SET PROBLEM -
Locate every line in the records below that contains the word "grass" and copy each of those lines.

Items stored from a collection -
>>

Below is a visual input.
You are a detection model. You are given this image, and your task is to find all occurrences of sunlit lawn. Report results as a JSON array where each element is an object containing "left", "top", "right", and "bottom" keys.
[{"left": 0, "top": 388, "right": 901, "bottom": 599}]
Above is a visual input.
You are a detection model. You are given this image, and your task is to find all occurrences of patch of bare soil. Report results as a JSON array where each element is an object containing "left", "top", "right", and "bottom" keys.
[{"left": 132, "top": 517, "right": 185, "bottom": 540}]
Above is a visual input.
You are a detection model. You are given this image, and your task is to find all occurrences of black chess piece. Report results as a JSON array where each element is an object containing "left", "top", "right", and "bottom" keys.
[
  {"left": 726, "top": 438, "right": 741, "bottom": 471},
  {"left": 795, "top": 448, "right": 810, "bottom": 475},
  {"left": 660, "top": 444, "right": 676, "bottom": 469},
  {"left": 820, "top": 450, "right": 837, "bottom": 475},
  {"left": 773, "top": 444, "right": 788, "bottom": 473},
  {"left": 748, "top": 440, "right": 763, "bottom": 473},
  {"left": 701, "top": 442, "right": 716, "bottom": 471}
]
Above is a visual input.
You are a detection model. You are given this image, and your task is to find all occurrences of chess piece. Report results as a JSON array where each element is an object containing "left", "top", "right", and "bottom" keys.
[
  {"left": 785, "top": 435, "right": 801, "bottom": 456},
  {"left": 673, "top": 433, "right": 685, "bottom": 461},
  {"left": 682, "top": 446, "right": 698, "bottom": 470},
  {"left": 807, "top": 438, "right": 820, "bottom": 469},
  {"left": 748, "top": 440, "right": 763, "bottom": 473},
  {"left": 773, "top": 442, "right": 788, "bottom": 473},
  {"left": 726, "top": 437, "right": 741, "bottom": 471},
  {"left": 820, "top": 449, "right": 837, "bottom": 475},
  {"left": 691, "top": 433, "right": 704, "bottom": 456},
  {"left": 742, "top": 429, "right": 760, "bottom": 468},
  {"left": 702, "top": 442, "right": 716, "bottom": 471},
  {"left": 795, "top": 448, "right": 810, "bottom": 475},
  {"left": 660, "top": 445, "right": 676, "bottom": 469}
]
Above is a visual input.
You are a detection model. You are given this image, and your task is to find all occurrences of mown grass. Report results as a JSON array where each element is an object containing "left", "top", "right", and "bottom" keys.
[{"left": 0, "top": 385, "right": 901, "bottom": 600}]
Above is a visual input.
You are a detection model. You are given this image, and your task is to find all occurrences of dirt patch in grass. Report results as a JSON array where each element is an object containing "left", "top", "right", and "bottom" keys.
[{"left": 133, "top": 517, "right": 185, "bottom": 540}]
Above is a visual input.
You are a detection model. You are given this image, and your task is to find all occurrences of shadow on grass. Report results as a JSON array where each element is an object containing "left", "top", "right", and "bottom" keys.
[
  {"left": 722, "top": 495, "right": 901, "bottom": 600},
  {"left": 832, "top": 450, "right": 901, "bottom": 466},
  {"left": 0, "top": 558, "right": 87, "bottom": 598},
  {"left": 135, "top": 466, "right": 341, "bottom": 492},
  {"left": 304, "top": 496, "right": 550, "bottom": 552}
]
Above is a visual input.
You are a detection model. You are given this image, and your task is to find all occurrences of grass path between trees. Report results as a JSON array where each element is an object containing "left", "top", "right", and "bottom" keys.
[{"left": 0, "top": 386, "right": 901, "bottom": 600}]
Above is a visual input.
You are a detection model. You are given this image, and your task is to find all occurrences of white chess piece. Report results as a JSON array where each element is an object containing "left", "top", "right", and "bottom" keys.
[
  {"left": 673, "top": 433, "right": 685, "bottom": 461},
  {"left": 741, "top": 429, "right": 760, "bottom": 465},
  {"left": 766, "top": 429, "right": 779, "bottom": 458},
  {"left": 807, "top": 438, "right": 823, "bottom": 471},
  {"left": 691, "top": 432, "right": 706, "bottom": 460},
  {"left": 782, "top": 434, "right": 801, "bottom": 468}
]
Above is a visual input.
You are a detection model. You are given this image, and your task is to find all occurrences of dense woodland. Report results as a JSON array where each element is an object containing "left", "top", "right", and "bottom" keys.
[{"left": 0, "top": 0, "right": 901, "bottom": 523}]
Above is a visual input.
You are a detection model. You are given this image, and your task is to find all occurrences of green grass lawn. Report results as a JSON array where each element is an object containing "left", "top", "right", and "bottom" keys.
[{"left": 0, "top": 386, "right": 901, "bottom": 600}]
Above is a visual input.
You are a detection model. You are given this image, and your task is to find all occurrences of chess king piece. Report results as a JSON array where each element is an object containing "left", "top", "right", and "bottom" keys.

<<

RESULT OF THIS EXERCISE -
You are a detection model. You are given this image, and your task is to find all occurrences of mown grass. Report results as a JSON array where each element is an object containing "left", "top", "right", and "bottom" keys.
You are a detection model. You are given this image, and your task is to find all occurrences of dirt patch in grass. Report results as a JSON array where each element is an object containing "left", "top", "right", and "bottom" keys.
You are a detection model. You are given this image, and your task is to find all occurrences of shadow on grass. Report results as a JSON array where each element is an object containing "left", "top", "right", and "bottom" keys.
You are a detection model. You are given this image, and your task is to find all occurrences of grass path between trees. Report results as a JSON array where each element is an object containing "left", "top", "right", and "bottom" keys.
You are a detection model. You are given this image, and your task is to find all occurrences of green grass lawn. Report results as a JSON array where each element is an object containing "left", "top", "right", and "bottom" keys.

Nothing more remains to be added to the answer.